→ WHAT YOU WILL DO:
Locate each line of the items below that contains the word "dress", and copy those lines.

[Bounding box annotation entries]
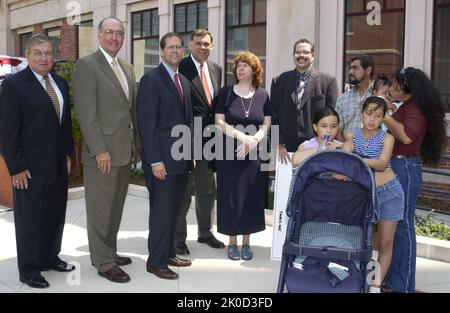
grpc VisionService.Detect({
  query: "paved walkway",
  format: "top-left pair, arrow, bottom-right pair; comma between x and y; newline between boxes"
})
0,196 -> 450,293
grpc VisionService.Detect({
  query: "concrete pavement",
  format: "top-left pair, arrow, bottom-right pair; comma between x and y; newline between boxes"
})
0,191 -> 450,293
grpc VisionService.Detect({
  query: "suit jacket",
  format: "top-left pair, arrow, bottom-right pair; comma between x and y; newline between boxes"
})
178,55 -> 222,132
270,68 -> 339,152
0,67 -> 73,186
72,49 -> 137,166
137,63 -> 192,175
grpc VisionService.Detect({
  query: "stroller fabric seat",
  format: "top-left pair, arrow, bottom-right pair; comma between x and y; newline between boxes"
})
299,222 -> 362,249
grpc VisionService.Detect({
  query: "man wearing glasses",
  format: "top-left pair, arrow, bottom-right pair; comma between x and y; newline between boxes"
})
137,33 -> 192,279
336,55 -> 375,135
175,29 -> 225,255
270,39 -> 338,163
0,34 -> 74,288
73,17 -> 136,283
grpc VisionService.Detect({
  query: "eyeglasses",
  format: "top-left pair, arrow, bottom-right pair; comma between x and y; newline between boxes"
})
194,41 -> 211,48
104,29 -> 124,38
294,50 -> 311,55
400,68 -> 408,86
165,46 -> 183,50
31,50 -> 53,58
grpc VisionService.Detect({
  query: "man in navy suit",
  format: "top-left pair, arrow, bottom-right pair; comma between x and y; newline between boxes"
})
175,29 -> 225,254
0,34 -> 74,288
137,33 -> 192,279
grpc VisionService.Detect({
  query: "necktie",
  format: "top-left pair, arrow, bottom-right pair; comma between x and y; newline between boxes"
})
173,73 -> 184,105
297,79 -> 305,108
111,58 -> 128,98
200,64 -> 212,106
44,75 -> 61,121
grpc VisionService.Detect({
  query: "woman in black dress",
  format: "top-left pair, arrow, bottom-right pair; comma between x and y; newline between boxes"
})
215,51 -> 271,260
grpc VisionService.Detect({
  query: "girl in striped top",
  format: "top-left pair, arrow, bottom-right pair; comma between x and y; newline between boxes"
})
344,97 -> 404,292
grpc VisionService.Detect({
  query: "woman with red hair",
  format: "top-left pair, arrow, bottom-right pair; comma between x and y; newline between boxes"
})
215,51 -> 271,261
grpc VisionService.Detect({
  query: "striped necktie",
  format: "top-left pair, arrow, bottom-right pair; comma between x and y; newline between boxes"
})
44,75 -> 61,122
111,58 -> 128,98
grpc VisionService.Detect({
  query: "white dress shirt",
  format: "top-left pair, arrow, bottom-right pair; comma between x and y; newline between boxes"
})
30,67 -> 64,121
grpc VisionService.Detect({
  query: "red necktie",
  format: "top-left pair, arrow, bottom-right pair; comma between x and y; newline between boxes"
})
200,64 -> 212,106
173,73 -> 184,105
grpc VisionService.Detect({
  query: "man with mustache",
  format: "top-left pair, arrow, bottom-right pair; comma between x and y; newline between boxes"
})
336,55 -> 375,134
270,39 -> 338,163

==

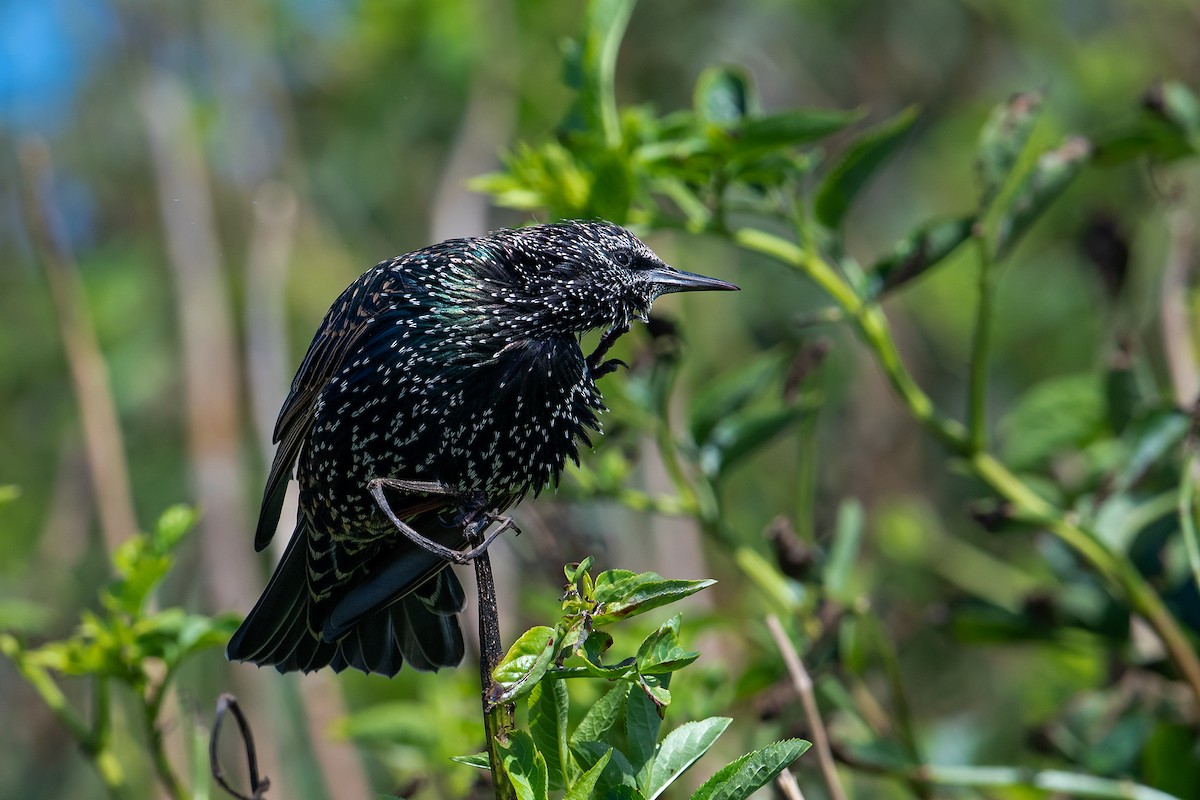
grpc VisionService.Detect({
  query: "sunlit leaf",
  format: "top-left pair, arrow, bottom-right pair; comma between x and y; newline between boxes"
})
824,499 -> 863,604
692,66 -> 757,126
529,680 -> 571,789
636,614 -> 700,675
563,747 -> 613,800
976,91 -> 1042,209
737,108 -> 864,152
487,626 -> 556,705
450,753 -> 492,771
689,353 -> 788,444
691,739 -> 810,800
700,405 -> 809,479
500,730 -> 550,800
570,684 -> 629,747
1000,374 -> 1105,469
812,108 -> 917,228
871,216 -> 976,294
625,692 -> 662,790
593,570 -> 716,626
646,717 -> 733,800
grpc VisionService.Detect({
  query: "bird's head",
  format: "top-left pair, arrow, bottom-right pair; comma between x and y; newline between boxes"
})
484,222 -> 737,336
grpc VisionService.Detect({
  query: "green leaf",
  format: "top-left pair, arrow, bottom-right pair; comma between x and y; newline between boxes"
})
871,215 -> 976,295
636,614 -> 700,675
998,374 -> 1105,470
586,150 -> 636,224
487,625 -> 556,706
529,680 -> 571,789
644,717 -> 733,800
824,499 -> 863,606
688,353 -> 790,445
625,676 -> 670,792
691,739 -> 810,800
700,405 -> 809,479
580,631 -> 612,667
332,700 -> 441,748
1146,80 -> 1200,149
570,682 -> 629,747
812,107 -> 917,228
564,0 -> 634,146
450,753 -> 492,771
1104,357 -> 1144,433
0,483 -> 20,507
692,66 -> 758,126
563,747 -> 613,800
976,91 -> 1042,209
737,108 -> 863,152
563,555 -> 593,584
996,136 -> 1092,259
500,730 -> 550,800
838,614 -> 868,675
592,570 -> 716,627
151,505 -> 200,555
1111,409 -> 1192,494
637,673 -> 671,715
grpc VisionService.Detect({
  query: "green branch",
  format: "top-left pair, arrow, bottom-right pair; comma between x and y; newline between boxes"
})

→ RESULT FOR THIS TASK:
  query: "woman in black dress",
  query: "white dress shirt",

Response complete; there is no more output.